WRITTEN PROBLEM: Change "object detector" to "object locator" in the material, starting at the line that has "to locate balcony" and stopping after the line that has "left=482, top=17, right=640, bottom=263". Give back only those lines, with nothing else altered.

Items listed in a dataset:

^^^^

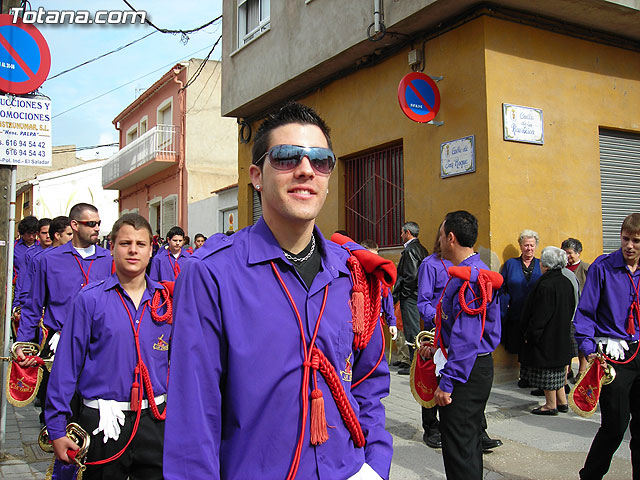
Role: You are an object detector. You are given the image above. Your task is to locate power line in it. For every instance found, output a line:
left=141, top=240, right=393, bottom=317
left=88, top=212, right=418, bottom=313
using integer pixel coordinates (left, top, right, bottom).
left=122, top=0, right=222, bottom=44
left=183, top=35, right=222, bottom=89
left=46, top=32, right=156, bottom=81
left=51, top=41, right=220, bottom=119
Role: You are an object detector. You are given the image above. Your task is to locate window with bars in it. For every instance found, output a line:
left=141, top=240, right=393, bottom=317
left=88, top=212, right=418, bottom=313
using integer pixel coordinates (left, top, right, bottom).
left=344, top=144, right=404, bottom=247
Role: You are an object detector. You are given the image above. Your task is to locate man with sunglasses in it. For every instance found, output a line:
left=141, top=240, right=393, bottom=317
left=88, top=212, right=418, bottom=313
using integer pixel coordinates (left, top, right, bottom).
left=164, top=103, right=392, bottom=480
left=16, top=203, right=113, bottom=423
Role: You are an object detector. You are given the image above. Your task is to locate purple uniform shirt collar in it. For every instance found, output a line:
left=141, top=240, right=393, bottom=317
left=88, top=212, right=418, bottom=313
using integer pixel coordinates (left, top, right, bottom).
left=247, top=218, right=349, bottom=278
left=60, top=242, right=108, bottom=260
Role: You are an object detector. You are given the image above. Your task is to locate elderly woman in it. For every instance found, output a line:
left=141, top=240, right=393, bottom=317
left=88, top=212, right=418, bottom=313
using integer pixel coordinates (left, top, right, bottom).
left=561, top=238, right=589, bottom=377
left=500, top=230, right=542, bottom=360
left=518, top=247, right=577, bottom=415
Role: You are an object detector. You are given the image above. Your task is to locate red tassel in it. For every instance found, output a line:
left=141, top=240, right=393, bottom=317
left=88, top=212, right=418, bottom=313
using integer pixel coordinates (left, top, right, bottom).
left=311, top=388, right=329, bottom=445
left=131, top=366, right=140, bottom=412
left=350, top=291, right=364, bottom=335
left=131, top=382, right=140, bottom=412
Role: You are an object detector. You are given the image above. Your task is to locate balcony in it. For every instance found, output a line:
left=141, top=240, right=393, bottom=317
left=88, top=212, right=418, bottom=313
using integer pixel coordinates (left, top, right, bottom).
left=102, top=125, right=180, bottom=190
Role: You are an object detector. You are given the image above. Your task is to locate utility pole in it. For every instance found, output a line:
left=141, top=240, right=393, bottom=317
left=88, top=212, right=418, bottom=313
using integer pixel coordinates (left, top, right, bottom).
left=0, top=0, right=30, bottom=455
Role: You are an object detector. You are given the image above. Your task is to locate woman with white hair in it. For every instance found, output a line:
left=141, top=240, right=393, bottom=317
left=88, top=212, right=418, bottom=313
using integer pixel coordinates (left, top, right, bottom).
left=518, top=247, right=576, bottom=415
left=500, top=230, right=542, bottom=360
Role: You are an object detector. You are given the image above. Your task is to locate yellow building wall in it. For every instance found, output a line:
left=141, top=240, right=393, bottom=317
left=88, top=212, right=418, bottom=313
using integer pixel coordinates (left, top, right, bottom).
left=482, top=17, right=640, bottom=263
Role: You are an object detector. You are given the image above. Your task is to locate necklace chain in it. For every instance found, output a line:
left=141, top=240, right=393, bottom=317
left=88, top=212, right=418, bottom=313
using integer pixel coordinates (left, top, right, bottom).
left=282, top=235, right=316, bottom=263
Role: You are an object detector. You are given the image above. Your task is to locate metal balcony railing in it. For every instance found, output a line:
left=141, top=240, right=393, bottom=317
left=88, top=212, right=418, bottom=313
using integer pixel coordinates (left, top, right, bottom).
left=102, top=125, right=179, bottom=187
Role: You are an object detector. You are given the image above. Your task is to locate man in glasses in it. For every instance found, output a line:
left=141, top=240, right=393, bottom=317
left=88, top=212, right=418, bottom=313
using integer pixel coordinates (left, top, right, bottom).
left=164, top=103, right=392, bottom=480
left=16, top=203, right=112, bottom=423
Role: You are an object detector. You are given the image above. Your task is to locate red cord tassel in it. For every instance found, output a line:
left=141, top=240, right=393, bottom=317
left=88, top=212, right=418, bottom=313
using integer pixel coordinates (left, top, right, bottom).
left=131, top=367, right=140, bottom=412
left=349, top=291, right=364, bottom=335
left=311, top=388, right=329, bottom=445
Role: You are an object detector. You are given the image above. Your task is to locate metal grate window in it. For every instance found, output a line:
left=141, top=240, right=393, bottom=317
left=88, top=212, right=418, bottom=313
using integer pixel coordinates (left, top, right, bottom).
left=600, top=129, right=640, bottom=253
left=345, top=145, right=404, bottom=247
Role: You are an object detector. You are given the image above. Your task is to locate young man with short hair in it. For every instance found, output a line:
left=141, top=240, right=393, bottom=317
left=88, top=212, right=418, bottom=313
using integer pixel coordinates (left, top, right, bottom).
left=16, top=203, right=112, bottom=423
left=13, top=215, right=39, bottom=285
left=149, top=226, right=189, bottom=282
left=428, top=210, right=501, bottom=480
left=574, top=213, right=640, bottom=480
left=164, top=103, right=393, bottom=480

^^^^

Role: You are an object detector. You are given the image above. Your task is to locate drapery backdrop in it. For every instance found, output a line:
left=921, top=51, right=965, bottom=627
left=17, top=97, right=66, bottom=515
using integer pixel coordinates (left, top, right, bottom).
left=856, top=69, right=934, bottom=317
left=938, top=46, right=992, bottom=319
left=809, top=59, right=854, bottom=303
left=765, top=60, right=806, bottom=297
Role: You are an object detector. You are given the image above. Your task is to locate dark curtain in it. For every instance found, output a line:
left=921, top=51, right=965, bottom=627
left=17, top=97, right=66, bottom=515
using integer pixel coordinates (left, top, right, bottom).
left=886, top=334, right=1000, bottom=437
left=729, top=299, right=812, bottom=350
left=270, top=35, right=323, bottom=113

^^^^

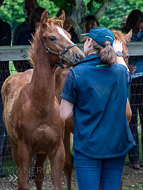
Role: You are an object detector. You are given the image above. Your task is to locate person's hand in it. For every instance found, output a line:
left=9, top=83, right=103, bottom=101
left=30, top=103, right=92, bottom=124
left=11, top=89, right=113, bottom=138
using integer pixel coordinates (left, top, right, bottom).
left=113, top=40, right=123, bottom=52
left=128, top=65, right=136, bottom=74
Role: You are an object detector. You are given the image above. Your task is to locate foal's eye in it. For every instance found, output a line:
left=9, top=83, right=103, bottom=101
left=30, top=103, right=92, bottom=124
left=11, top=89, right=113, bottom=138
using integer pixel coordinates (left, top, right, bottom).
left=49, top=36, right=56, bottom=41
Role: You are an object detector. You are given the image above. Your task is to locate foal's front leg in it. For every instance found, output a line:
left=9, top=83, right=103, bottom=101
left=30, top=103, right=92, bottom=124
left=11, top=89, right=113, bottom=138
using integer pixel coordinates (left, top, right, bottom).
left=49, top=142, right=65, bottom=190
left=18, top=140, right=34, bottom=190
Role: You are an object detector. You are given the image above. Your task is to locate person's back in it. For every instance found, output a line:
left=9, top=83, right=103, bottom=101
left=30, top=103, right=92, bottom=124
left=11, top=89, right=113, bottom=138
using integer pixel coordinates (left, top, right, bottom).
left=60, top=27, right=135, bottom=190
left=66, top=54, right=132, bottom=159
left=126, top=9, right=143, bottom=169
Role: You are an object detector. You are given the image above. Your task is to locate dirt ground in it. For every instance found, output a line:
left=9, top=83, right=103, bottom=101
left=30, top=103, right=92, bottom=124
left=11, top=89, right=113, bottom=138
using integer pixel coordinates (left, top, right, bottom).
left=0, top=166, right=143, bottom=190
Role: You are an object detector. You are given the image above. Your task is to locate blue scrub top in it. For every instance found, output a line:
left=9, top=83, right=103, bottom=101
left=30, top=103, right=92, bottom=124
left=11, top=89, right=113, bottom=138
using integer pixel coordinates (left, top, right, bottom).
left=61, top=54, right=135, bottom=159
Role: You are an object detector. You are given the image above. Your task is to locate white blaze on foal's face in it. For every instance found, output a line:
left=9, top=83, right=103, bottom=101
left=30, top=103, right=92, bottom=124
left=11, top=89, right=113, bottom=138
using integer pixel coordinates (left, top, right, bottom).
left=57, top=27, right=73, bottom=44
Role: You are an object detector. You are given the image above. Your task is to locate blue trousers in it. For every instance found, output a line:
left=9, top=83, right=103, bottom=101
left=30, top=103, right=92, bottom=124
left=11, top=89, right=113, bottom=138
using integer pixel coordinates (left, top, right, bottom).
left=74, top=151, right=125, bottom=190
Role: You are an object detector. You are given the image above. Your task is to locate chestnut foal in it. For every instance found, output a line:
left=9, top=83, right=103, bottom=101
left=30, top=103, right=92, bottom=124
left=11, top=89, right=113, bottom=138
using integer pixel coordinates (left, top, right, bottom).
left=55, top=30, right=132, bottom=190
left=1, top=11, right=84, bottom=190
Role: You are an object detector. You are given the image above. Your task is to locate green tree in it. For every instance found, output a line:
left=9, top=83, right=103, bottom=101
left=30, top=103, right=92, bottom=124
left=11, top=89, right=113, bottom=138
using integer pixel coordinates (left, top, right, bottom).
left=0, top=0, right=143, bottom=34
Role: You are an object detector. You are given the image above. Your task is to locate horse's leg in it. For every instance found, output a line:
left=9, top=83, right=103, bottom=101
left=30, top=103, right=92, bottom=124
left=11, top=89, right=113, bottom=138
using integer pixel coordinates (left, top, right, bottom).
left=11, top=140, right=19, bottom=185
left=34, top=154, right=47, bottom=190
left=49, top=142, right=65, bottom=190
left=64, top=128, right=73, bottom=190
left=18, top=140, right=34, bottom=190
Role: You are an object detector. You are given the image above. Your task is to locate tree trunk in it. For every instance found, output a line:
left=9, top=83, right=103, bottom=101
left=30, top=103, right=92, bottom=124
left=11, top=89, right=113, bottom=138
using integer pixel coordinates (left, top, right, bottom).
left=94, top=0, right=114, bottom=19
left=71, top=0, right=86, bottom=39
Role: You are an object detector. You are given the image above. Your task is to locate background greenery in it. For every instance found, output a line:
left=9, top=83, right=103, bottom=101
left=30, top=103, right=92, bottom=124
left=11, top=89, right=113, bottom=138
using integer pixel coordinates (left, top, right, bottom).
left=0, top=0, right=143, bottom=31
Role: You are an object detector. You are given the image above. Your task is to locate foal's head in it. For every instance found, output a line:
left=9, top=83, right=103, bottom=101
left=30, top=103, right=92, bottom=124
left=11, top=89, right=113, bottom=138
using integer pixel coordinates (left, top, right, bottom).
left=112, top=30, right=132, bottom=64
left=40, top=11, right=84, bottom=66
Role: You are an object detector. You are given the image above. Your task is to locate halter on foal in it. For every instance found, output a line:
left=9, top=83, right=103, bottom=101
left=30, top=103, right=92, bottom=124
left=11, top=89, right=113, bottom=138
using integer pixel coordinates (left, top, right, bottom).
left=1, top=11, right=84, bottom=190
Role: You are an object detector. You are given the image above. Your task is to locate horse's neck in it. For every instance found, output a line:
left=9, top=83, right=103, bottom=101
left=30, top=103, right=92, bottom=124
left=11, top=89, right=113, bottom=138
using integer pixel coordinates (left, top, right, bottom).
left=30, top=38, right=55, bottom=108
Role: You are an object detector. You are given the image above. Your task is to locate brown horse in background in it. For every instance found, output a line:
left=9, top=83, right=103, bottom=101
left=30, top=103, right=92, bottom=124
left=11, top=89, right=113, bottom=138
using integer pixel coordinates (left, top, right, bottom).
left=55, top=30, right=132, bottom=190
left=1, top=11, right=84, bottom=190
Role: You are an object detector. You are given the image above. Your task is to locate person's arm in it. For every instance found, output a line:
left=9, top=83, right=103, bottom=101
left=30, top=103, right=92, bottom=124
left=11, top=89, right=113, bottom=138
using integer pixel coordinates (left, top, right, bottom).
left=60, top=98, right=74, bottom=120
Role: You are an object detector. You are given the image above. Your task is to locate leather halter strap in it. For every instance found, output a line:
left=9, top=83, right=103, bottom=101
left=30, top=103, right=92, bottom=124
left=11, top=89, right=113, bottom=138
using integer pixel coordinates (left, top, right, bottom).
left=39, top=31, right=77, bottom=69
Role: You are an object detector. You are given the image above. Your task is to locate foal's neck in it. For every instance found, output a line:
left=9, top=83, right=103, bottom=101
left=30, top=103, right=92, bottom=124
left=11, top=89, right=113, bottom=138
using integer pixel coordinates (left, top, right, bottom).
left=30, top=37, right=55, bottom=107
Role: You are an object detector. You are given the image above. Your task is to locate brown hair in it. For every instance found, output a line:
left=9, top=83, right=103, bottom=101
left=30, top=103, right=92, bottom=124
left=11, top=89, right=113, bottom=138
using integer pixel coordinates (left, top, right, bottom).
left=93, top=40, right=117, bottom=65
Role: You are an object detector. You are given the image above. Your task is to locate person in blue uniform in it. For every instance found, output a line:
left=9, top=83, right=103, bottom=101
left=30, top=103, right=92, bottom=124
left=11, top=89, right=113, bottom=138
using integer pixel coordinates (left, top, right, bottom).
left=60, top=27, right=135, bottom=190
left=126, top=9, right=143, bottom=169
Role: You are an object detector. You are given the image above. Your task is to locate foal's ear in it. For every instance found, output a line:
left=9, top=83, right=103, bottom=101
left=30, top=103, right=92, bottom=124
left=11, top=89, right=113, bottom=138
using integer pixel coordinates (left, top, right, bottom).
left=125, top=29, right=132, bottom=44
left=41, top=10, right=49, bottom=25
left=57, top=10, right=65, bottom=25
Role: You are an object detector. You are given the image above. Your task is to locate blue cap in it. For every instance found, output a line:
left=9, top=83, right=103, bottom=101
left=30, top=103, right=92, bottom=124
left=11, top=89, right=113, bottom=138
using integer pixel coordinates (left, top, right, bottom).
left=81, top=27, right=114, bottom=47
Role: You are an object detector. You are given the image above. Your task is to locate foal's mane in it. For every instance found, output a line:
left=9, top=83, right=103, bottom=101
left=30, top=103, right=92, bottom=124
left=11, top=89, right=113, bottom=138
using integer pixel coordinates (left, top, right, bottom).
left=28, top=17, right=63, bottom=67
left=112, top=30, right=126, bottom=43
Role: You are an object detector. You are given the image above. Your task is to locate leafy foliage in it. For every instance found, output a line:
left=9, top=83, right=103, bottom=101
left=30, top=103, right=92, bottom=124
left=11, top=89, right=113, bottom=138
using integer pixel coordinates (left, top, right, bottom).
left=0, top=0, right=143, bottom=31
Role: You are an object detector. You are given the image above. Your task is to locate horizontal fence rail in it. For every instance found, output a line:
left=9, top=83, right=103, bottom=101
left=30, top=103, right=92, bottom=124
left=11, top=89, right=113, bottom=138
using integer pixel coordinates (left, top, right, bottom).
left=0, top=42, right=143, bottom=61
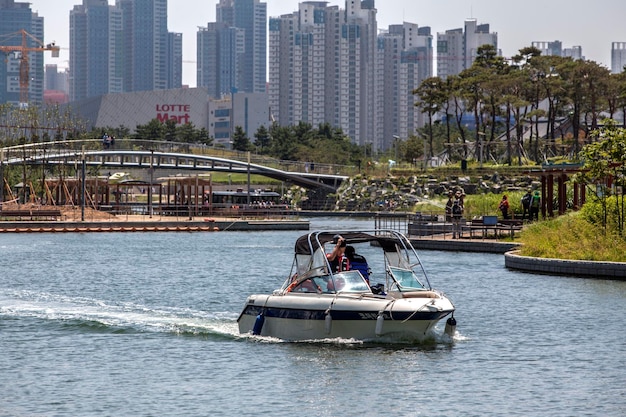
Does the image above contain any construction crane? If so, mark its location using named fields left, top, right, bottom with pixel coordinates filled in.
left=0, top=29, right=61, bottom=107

^^^^

RESULT OF THIS EXERCISE:
Role: You are an object locator. You are given the image above. Your task is to locate balcony in it. For every instance found, output a line:
left=141, top=240, right=393, bottom=317
left=88, top=212, right=418, bottom=313
using integer pixel coordinates (left, top, right, bottom).
left=102, top=125, right=180, bottom=190
Role: You are an object locator. You are given the image above. Your task is to locate utility pole in it. For every instance found, output a line:
left=141, top=240, right=393, bottom=317
left=88, top=212, right=418, bottom=313
using integer pixel coordinates (left, top, right, bottom).
left=0, top=0, right=30, bottom=455
Role: You are an object locator. You are given the image above. Your task is to locate woman with white hair in it. For every instance found, output a line:
left=141, top=240, right=393, bottom=317
left=88, top=212, right=418, bottom=313
using integer pixel coordinates (left, top, right, bottom).
left=518, top=247, right=576, bottom=415
left=500, top=230, right=542, bottom=360
Role: You are an object locator. You are given the image above. Your task is to locate yellow building wall in it. For every instance found, output a line:
left=141, top=240, right=393, bottom=317
left=88, top=212, right=418, bottom=313
using integer pixel coordinates (left, top, right, bottom).
left=482, top=17, right=640, bottom=263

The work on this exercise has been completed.